Canary deployments

moved from gitlab-ce#26961

changed milestone to %9.1

simplify, pick a good rollout standard 1,5,20,50 and timing, not convinced canary should be a stage since it is production in various sizes, if you can do a rollback you can do a partial rollout, slider in UI at some point, deep integration in GitLab, no manual approvals needed, making canary a job might paint us into a corner or we might be able to give it a percentage, why not give production a percentage? Run migrations at start of the production, production deploy is a canary deploy with 100%, to not have a canary merge and go forward button

Created https://gitlab.com/gitlab-org/gitlab-ee/issues/1660 for timed rollout.

I think both directions have merit, but early research indicates canaries might be easier to do with Kubernetes using existing solutions. Kubernetes does allow you to pause/resume a rollout, but I haven't yet found a way to define that progress, so you'd have to have a process watching the progress and pause/resume programmatically. That seems to add a significant complication on our side. Might be worth doing, but my current thinking is that it's easier to start with canary as a stage in a pipeline with a manual action to promote to production. We can then learn more before investing in a more elaborate solution.

Would love to hear from Kubernetes experts (@ayufan @twk3 @WarheadsSE @pchojnacki) on the feasibility of incremental rollouts vs canary rollouts. Also from folks that have done either in production, and where the best bang/buck lies.

added ~1069110 label

removed ~897283 label

added ~333913 label

mentioned in issue #1660 (moved)

This is a portion of k8s' capabilities that I am not familiar with yet. This will require some research, at least on my part.

While I can't comment yet about the feasibility of implementing incremental rollout in k8s.

But from the perspective of someone who worked with and implemented these kind of deployment strategies but using Marathon instead of Kubernetes.

I can tell that canary deployments give a lot of the same benefits as incremental rollout and are easier to implement. I've been working on similar setups using Mesos/Marathon, and we decided to start implementing sort of hybrid approach called Blue/Green deployment.

In short it's a reversible way to promote Canary to Production, by slowly morphing Canary by adding more capacity and directing more traffic to it. Allowing instant switch back to old code in case of encountered problem.

Both Canary and Blue/Green deployments work very well with both Kubernetes and Marathon. Because conceptually they are just separate apps/pods and thus are easy to scale and control traffic routing.

As per !1660 (merged) I feel that this kind of rollout crosses territory of Cluster schedulers (k8s, mesos/marathon) which usually handle this sort of timed incremental deployment of all instances (depending on rollout configuration). And for cluster schedulers are only means to an end which is just deploying new configuration without too much disruption. I wonder what kind of benefits with !1660 (merged) we could bring to our users that the Cluster schedulers do not already bring?

Thanks @pchojnacki, that's helpful. What do you see as the advantages of blue/green over canary? They're not solving for the exact same problem. Depending on your definition, blue/green is about instantaneous transitions, so slowly scaling a canary deploy to take on more traffic isn't really blue/green. But I guess you can use some of the same tools behind blue/green and just treat them as a scalable canary. I've also called that traffic vectoring; where you send some portion of traffic to a different fleet.

++++

- [SHORT PROBLEM 1]: Convert the records between the line containing "Please pin the trunk" and the line containing "(1118, 149)", inclusive, into a JSON list of strings with one string per line and blank lines left out.

++++

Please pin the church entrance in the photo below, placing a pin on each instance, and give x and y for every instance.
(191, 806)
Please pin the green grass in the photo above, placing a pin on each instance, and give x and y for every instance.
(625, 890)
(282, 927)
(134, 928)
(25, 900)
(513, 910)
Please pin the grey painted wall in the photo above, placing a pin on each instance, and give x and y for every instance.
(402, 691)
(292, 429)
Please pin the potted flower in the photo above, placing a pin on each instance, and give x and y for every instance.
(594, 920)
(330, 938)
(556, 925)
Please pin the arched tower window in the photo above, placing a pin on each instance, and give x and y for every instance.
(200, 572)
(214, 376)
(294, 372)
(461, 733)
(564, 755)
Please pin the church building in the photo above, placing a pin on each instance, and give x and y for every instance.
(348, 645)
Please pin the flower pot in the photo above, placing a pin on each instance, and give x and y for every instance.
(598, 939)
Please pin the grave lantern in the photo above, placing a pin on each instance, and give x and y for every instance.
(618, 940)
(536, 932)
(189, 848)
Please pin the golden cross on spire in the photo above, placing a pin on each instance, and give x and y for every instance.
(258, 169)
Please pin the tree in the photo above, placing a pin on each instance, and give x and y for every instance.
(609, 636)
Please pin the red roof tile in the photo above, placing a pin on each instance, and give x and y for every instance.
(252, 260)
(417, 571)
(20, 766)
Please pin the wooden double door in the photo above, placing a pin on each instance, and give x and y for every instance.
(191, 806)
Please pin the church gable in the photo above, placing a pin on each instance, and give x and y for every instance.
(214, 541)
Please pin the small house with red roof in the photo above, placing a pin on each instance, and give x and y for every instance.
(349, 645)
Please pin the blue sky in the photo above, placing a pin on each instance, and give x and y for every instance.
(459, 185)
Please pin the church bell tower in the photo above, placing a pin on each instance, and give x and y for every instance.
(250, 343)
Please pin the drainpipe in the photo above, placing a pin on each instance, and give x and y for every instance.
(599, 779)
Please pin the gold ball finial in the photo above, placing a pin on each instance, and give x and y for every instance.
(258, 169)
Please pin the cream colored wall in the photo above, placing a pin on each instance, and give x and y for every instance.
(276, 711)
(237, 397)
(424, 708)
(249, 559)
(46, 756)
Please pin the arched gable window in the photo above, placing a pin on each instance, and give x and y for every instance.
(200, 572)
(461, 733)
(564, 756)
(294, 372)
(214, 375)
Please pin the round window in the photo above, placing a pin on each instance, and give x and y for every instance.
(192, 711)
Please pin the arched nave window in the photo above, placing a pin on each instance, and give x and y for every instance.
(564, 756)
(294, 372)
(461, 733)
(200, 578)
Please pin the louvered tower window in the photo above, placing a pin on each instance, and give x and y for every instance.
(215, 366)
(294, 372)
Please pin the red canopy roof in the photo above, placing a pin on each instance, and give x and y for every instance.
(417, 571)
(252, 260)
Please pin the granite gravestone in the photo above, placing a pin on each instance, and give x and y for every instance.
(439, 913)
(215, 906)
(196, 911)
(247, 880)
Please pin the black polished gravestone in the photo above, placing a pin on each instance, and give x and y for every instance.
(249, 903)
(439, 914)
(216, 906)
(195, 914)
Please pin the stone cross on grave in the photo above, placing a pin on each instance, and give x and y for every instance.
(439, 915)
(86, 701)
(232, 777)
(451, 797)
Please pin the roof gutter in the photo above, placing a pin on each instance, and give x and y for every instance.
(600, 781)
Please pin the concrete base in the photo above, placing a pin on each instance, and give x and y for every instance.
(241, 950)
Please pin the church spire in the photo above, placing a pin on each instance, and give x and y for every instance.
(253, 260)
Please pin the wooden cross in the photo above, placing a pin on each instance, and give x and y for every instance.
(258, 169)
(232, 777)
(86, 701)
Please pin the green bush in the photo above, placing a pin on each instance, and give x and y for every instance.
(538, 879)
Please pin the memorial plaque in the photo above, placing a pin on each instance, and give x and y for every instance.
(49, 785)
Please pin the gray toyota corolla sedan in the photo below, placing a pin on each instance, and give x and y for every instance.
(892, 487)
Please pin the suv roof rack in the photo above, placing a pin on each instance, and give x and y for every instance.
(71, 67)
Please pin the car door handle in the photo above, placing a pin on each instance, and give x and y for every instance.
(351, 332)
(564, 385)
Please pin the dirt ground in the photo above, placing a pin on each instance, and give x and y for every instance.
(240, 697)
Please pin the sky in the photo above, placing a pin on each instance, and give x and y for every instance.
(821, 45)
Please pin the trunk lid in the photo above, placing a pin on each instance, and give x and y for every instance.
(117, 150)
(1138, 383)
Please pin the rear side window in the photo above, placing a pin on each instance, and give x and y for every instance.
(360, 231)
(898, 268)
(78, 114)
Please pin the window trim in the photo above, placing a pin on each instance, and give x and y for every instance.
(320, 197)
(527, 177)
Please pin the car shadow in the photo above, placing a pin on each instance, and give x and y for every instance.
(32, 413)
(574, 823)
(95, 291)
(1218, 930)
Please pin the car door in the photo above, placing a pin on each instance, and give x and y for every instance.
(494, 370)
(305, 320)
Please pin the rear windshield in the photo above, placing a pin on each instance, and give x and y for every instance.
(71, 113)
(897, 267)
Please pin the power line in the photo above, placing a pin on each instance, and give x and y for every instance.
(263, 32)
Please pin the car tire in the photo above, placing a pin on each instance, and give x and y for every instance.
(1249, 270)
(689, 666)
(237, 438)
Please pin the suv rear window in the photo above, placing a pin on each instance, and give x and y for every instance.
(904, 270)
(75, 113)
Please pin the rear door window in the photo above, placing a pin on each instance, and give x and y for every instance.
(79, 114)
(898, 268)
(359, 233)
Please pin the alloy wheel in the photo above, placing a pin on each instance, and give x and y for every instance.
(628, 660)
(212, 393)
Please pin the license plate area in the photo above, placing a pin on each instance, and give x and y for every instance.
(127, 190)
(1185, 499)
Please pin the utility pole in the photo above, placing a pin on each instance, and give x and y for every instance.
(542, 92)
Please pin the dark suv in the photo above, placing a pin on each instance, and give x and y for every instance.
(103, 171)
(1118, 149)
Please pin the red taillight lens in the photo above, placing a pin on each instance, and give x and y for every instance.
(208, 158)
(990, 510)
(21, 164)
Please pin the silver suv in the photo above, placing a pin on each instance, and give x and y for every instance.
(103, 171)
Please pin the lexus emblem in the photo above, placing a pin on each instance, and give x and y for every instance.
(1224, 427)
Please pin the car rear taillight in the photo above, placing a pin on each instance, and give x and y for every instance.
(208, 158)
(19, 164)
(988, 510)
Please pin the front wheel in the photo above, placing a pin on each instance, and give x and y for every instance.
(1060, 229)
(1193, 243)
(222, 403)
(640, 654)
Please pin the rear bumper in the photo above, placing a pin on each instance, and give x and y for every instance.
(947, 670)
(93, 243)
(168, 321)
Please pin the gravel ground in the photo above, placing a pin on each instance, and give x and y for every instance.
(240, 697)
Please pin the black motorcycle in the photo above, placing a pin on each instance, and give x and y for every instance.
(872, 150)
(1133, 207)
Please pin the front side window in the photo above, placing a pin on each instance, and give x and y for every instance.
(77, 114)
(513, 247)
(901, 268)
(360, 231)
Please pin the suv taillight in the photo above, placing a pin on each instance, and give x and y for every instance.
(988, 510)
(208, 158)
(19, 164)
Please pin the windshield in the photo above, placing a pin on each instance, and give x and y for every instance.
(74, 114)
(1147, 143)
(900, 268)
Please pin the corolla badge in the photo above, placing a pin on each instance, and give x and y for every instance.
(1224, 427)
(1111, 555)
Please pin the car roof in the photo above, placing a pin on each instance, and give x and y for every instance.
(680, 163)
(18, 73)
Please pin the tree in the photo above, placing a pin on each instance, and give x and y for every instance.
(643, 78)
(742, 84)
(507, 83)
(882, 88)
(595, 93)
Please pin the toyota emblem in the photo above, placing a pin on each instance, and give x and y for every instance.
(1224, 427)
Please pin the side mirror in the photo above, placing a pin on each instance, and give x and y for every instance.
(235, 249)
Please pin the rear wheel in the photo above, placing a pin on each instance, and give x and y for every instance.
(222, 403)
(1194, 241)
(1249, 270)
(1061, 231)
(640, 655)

++++

- [SHORT PROBLEM 2]:
Answer these questions from the canary deployments thread:
(a) To which milestone was the issue changed?
(b) What rollout standard percentages were proposed?
(c) Instead of Kubernetes, what did one commenter use to implement these deployment strategies?

- [RESULT 1]:
[
  "Please pin the trunk lid in the photo above, placing a pin on each instance, and give x and y for every instance.",
  "(117, 150)",
  "(1138, 383)",
  "Please pin the rear side window in the photo above, placing a pin on each instance, and give x and y for every instance.",
  "(360, 231)",
  "(898, 268)",
  "(78, 114)",
  "Please pin the window trim in the photo above, placing a pin on each instance, and give x and y for every instance.",
  "(320, 197)",
  "(527, 177)",
  "Please pin the car shadow in the photo above, placing a pin on each instance, and give x and y for every instance.",
  "(32, 413)",
  "(574, 823)",
  "(95, 291)",
  "(1218, 930)",
  "Please pin the car door in the photo above, placing a pin on each instance, and give x and y for every instance.",
  "(494, 370)",
  "(305, 320)",
  "Please pin the rear windshield in the photo above, placing a pin on each instance, and give x and y for every instance.",
  "(71, 113)",
  "(897, 267)",
  "Please pin the power line in the photo above, placing a pin on each instance, and give x and y for every instance.",
  "(263, 32)",
  "Please pin the car tire in the photo above, placing a pin on each instance, and give x and y for every instance.",
  "(1249, 270)",
  "(689, 666)",
  "(237, 438)",
  "Please pin the suv rear window in the photo above, placing a pin on each instance, and give x and y for every instance.",
  "(904, 270)",
  "(75, 113)",
  "Please pin the rear door window in the photo above, placing a pin on each instance, and give x and y for every instance.",
  "(79, 114)",
  "(898, 268)",
  "(359, 233)",
  "Please pin the alloy wheel in the photo above, placing a pin on each instance, and give x and y for every instance.",
  "(628, 660)",
  "(212, 393)",
  "Please pin the license plate area in the photo above, placing a pin on each instance, and give x and y for every instance.",
  "(127, 190)",
  "(1185, 499)",
  "Please pin the utility pole in the photo above, placing a pin on each instance, and give x and y for every instance.",
  "(542, 92)",
  "Please pin the dark suv in the photo above, placing a pin on each instance, and give x and y for every instance.",
  "(103, 171)",
  "(1118, 149)"
]

- [RESULT 2]:
(a) %9.1
(b) 1, 5, 20 and 50
(c) Marathon (Mesos/Marathon)